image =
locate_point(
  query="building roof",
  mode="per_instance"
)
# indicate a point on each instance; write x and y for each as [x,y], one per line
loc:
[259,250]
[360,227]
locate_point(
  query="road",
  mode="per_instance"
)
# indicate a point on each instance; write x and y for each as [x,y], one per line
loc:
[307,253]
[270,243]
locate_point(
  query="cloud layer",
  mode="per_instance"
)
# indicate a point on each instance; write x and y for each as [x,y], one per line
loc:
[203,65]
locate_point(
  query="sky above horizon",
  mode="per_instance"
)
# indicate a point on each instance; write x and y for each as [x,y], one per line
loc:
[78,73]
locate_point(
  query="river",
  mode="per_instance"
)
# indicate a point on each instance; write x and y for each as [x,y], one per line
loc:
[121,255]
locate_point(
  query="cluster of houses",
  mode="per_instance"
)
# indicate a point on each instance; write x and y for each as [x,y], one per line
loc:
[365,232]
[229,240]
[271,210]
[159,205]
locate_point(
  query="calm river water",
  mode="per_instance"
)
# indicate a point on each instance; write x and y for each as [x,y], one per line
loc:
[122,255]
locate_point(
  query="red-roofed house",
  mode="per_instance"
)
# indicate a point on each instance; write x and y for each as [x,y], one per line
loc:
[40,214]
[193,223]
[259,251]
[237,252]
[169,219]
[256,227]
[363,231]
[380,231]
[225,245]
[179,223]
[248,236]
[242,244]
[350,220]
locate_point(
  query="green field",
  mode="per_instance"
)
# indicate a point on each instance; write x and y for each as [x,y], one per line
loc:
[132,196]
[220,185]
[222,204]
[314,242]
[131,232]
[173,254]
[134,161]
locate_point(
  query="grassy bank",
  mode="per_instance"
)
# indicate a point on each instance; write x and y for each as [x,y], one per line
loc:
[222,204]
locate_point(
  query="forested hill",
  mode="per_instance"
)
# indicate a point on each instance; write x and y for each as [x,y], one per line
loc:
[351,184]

> **TASK GOAL**: Transcribe every record above so that nothing differs from the original.

> **WRITTEN ANSWER**:
image =
locate_point(
  query="building roof",
  mode="per_instance"
)
# indicate a point on each instance; write x and y for each as [x,y], one per line
loc:
[259,250]
[360,227]
locate_point(
  query="road",
  mode="per_instance"
)
# indicate a point on each instance; write x and y for each as [x,y], one per line
loc:
[307,253]
[270,243]
locate_point(
  query="cloud layer",
  mode="per_instance"
)
# indicate a point on each instance; write x and y for each as [x,y], one per line
loc:
[203,65]
locate_point(
  query="sky above horizon",
  mode="per_instance"
)
# indicate a point on each instance; write x and y for each as [x,y], one per line
loc:
[78,73]
locate_point(
  query="river",
  mode="per_instance"
)
# indicate a point on each instance; write x and y for each as [x,y], one per line
loc:
[121,255]
locate_point(
  query="cluster of houses",
  mode="per_instance"
)
# indicate a point on each instance; write x and y for each as [x,y], one per line
loc:
[365,232]
[229,240]
[271,210]
[159,205]
locate_point(
  query="calm river water",
  mode="per_instance"
)
# indicate a point on each instance; write x and y for each as [x,y], one per line
loc:
[122,255]
locate_point(
  query="red-roofed house",
  mode="per_instance"
)
# indicate a point on each instance; write x and y for each as [x,y], one per line
loc:
[40,214]
[193,223]
[259,251]
[237,252]
[169,219]
[256,227]
[363,231]
[380,231]
[225,245]
[179,223]
[248,236]
[242,244]
[350,220]
locate_point(
  query="green field",
  mode="per_instance"
)
# indicate a point on each instance; write x and y for each as [x,y], one per line
loc:
[132,196]
[220,185]
[222,204]
[314,242]
[131,232]
[173,254]
[134,161]
locate_point(
  query="grassy bank",
  mode="per_instance"
)
# indicate a point on each instance; write x and y for each as [x,y], one per line
loc:
[222,204]
locate_point(
  query="forested hill",
  mode="per_instance"
)
# indicate a point on each instance; write x and y for each as [x,y], one per line
loc:
[351,184]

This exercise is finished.